_PROBLEM DESCRIPTION_
If a record contains a picture, leave the picture out and transcribe everything else exactly.

_MATERIAL FOR THIS TASK_
= = =
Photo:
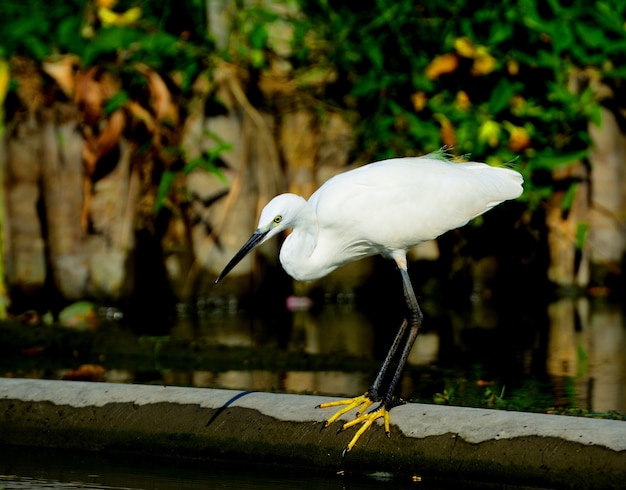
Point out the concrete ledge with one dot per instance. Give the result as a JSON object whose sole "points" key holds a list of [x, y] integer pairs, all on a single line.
{"points": [[428, 441]]}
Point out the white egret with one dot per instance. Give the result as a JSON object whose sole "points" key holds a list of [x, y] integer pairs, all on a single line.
{"points": [[383, 208]]}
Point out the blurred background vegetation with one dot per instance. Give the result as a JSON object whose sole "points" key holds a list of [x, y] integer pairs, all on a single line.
{"points": [[141, 138]]}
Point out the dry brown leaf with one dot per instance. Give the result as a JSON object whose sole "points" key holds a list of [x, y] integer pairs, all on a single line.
= = =
_TASK ANSWER_
Photo:
Point out the concrete ledge with one dot per instance. Give the result as a JSON object whose sole "points" key holds a list of [x, y] integer pairs, all on a single line.
{"points": [[428, 441]]}
Point out the white egret with one dot per instance. Give the result as a JSON object whose sole "points" key holds a list of [x, y] integer pairs, all on a single line.
{"points": [[383, 208]]}
Point out the blurred background vegetation with one dot per instance. Give the result as a JSON object whose sole "points" key holds a list of [x, y] integer pairs, all on a single line.
{"points": [[141, 138]]}
Point out the dry brown leaf with one dot per instance. Give the result as a JSON object whose sole "points" key holds a list of [x, y] integer pairs, all on a single line.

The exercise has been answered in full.